- Your instructions -
This task calls for copying every line of the records that includes the word "arched".

Records contained in a dataset

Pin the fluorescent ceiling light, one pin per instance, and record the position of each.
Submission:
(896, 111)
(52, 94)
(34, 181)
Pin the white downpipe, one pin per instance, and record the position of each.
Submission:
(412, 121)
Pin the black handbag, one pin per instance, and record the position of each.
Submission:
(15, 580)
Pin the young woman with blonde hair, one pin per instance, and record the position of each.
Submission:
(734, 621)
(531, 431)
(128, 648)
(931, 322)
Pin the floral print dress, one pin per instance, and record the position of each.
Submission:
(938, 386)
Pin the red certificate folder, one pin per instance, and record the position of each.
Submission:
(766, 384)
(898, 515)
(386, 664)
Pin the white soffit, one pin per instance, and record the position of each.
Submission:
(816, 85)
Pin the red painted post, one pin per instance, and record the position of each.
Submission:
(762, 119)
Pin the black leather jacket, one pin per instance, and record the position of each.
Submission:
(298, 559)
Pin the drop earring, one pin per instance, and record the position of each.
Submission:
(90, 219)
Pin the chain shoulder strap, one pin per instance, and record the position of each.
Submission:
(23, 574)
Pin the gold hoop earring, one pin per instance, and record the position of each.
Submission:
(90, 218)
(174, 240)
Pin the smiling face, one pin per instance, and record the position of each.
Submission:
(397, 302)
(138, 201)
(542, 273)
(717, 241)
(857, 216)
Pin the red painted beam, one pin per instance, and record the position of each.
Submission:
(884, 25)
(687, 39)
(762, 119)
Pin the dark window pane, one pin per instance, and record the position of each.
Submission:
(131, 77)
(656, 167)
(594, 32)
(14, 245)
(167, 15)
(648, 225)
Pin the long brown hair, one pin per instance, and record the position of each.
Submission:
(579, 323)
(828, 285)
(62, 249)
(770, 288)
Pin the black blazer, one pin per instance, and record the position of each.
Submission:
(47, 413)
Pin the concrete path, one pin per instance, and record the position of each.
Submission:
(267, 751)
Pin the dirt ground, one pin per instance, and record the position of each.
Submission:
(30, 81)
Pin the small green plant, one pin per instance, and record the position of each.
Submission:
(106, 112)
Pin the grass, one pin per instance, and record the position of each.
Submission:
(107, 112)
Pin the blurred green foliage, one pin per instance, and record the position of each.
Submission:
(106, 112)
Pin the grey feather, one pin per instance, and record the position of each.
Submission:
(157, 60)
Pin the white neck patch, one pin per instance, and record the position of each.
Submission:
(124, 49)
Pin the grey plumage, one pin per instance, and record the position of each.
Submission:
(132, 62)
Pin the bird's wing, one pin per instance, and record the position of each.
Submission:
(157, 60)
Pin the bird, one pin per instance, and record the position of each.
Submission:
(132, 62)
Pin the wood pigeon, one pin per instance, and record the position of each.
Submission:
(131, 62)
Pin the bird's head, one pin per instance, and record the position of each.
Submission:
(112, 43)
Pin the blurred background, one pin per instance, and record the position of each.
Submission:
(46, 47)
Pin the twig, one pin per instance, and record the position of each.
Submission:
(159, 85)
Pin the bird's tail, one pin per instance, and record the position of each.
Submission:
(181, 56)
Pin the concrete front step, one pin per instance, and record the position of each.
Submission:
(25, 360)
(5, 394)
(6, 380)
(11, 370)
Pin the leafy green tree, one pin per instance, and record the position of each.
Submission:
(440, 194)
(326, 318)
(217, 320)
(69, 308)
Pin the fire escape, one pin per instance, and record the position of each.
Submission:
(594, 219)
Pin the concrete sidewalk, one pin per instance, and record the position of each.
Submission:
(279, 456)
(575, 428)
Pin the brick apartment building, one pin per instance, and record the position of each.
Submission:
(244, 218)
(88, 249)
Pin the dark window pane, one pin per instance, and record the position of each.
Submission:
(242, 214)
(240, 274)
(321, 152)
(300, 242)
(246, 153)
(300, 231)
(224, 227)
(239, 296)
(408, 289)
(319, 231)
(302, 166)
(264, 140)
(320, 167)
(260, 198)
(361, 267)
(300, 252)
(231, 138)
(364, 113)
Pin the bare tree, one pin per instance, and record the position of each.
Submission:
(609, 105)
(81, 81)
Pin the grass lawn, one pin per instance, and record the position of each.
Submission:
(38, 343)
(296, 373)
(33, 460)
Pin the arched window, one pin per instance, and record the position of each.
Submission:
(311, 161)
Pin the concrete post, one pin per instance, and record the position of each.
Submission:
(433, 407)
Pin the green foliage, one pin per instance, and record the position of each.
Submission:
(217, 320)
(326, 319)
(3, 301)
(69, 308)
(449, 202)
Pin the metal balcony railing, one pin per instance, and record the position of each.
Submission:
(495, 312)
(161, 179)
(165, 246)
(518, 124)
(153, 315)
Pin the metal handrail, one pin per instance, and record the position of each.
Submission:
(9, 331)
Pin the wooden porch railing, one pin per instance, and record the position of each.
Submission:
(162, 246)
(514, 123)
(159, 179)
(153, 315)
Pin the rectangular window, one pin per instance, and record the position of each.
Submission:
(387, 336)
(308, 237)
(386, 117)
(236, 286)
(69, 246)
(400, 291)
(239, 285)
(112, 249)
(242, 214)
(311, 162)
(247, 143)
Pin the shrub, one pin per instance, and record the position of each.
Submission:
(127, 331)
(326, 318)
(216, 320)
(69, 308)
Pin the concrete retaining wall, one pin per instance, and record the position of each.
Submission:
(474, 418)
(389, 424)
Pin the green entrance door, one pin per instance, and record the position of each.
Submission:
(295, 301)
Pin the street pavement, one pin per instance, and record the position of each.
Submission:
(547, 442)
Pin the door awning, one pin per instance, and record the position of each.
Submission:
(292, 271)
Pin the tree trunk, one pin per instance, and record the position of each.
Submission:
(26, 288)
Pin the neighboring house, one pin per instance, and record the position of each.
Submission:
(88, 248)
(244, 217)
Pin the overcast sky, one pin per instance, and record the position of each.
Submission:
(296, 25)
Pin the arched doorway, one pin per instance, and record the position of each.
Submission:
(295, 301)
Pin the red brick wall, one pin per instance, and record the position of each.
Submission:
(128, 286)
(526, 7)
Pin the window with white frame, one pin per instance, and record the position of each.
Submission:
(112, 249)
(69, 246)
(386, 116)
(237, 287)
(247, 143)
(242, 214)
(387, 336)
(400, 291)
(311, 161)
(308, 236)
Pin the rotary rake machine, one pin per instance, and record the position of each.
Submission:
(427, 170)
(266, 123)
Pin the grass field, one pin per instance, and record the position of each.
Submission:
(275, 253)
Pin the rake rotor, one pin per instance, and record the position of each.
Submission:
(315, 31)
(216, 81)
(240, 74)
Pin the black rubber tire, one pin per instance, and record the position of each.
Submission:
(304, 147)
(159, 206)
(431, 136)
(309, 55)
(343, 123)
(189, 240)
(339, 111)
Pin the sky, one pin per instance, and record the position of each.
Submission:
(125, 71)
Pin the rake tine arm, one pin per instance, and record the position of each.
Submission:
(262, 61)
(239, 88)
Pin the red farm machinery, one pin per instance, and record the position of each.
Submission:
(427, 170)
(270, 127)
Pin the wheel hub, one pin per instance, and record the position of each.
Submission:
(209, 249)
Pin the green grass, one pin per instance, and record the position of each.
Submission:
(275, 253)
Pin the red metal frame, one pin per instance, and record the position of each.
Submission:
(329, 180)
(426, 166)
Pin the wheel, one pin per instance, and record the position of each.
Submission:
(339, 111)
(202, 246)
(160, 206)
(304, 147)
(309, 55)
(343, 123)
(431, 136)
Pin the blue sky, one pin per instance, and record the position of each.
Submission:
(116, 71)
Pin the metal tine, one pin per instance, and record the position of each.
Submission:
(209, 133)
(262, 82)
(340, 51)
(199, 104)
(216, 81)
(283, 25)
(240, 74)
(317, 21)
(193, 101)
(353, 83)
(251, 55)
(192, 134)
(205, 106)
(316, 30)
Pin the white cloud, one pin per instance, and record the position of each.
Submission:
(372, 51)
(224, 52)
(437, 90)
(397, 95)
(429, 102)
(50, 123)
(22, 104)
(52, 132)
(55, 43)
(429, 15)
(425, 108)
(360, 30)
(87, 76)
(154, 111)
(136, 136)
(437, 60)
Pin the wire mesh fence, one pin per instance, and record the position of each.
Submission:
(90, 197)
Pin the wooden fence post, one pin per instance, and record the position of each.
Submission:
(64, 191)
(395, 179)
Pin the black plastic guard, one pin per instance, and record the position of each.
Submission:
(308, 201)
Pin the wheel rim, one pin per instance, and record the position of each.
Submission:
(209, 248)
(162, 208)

- Written answer -
Pin the arched window, one pin per instance, and record the position of each.
Pin the arched doorway, one pin per instance, and record the position of each.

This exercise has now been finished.